• **Aim**
Only the lines from the one containing "of the black" through the end of the material are to be echoed, each exactly as it appears.

• **Dataset content**

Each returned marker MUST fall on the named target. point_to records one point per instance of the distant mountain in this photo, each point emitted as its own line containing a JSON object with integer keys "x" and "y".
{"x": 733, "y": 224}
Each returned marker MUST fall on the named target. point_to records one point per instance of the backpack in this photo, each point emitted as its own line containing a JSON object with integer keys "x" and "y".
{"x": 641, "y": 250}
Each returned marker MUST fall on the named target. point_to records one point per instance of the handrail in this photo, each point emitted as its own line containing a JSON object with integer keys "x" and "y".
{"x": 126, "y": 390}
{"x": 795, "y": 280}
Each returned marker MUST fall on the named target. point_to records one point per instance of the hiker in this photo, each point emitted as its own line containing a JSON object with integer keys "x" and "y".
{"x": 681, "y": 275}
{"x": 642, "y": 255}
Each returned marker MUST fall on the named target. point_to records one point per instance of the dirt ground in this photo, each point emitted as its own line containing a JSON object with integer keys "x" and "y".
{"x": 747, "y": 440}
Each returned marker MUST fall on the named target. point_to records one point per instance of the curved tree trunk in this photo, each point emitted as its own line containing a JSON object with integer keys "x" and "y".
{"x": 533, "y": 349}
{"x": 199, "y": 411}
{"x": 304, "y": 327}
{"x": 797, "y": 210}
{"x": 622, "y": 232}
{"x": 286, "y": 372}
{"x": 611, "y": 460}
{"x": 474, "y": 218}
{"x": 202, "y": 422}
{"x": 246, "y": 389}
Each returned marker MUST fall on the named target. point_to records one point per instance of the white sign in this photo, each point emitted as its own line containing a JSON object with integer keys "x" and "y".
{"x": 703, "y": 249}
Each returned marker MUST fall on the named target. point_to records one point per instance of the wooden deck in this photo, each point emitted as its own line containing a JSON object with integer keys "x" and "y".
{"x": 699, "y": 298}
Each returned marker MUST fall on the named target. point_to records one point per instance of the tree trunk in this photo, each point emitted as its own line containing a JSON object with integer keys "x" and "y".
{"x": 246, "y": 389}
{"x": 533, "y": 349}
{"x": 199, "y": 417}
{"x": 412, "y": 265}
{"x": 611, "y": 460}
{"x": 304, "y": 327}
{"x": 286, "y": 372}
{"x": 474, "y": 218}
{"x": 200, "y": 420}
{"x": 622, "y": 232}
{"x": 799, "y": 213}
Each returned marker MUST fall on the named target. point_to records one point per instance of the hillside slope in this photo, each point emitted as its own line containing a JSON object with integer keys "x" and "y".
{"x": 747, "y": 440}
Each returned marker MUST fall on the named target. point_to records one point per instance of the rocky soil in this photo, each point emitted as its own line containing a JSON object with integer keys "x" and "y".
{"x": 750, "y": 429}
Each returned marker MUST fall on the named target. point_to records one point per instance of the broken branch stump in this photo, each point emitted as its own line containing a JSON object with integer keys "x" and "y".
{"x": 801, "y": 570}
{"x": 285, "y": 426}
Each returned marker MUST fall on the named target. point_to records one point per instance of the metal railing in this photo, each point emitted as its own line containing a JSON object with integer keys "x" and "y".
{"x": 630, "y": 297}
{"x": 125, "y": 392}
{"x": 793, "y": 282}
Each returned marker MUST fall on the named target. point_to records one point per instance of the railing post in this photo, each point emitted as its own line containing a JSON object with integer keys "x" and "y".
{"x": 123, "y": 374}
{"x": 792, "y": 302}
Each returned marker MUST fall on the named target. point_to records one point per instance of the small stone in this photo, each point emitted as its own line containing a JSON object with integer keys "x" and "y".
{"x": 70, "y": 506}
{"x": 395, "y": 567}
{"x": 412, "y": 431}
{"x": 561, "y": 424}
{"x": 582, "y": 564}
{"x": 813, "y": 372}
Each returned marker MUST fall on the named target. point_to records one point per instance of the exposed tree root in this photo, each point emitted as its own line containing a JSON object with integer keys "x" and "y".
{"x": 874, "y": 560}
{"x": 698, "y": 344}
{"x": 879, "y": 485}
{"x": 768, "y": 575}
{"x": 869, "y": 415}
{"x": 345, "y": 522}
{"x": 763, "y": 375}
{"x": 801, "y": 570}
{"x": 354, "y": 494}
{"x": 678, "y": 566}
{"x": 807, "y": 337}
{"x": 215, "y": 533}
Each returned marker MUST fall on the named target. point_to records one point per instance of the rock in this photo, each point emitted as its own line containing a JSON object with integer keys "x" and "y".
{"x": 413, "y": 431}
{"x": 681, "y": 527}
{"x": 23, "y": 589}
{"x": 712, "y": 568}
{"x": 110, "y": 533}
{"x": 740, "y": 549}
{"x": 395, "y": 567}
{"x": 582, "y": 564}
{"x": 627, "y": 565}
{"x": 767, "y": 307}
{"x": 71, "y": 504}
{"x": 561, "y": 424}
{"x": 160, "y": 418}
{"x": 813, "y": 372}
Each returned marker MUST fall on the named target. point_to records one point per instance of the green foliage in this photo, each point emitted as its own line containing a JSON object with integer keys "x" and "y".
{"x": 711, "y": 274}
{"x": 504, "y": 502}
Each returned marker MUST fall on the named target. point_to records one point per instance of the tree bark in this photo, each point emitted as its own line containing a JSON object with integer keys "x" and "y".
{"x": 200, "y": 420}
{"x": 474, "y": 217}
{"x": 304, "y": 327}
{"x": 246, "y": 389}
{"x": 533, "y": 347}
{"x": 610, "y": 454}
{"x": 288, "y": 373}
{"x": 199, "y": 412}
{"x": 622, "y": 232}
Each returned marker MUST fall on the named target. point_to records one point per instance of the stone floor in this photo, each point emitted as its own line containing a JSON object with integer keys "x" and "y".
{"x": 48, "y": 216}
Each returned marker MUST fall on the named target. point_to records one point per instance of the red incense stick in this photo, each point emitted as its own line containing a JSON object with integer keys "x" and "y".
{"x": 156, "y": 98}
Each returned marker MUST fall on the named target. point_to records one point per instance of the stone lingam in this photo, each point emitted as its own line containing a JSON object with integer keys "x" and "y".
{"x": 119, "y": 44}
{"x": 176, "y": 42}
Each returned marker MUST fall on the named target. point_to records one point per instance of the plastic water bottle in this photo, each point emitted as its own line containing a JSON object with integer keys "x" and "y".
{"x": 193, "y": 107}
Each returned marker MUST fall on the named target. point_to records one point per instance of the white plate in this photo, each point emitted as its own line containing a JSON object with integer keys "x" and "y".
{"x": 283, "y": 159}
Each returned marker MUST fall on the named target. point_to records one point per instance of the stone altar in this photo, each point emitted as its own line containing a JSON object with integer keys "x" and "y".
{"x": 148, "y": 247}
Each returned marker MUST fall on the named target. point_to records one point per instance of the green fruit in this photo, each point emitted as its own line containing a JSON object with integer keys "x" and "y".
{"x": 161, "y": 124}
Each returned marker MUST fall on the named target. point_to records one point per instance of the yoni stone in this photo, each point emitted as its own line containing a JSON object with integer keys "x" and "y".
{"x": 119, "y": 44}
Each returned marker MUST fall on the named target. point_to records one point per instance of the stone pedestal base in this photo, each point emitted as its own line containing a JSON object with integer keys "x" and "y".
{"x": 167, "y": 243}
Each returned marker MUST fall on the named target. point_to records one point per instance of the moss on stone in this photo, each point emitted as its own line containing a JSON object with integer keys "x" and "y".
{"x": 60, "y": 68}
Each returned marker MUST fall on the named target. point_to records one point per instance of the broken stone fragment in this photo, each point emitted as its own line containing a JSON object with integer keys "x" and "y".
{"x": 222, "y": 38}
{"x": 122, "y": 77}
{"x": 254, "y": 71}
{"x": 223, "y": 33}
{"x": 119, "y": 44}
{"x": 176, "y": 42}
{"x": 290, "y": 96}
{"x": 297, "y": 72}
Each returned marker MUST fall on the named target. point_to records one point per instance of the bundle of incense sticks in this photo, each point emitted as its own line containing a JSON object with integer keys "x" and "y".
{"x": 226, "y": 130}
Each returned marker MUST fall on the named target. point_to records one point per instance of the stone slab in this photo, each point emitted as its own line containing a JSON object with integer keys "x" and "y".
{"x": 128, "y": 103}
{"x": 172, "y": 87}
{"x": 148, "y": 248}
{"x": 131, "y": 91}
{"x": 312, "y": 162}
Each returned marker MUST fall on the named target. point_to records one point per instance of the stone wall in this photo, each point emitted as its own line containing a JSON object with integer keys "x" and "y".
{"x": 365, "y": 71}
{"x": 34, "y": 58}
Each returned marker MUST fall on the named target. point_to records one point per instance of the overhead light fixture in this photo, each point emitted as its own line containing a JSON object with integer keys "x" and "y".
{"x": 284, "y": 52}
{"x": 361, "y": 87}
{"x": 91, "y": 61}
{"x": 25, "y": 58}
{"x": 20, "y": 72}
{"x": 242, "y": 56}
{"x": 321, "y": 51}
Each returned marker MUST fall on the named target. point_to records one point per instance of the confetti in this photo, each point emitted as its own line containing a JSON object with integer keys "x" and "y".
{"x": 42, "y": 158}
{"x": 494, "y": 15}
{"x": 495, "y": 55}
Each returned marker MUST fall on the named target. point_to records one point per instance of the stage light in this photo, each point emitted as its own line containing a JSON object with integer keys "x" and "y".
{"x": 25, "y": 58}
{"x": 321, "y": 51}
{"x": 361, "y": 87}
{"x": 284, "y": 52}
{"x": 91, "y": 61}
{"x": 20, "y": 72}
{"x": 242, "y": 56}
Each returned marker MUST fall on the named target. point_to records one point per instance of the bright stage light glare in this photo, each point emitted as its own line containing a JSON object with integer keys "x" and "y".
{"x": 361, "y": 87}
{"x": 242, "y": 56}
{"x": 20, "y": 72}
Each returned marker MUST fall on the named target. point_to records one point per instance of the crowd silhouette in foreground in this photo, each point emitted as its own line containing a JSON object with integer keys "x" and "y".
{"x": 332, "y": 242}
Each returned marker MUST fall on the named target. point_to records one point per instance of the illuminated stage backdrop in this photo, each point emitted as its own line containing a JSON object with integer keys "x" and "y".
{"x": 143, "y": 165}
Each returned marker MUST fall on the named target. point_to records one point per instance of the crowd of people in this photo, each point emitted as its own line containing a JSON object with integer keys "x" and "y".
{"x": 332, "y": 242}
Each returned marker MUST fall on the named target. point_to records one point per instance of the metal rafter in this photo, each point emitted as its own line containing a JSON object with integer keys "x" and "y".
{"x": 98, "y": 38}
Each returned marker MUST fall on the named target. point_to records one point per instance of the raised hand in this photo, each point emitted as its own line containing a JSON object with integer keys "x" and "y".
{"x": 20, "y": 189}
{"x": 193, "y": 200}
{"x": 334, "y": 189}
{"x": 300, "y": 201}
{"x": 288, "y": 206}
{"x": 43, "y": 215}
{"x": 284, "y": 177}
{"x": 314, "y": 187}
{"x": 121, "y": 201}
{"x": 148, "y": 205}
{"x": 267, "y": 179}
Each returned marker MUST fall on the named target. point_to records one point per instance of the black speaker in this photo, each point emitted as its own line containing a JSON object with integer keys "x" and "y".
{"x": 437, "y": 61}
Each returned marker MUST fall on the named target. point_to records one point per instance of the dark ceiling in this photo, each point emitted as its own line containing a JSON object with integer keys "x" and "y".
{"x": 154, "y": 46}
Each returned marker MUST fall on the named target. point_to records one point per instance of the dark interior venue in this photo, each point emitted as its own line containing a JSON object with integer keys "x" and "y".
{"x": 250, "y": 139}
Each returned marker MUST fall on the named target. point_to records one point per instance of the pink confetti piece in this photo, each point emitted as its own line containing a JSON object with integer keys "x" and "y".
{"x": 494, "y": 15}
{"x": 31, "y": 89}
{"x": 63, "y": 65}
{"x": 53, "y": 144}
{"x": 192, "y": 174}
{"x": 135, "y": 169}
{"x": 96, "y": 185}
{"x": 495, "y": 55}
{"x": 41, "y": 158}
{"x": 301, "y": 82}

• **Response**
Each returned marker MUST fall on the named target. point_to records one point per instance of the black speaker in this photo, each point emitted as its own line containing a JSON object with integer keys "x" and "y".
{"x": 437, "y": 61}
Each returned marker MUST fall on the named target. point_to records one point per instance of the dark ceiling in this photo, each point emitted as its own line containing a JSON object with integer keys "x" and "y".
{"x": 154, "y": 46}
Each returned marker MUST fall on the named target. point_to records one point per instance of the dark interior venue in this photo, each point emitted as its own line containing a JSON object with integer keys "x" and "y".
{"x": 250, "y": 139}
Each returned marker MUST fall on the named target. point_to records one point per instance of the pink confetti piece in this photo, each point emitted as its own line containing a JSON object with integer keys "x" and "y".
{"x": 494, "y": 15}
{"x": 31, "y": 89}
{"x": 63, "y": 65}
{"x": 53, "y": 144}
{"x": 192, "y": 174}
{"x": 135, "y": 169}
{"x": 96, "y": 185}
{"x": 495, "y": 55}
{"x": 41, "y": 158}
{"x": 301, "y": 82}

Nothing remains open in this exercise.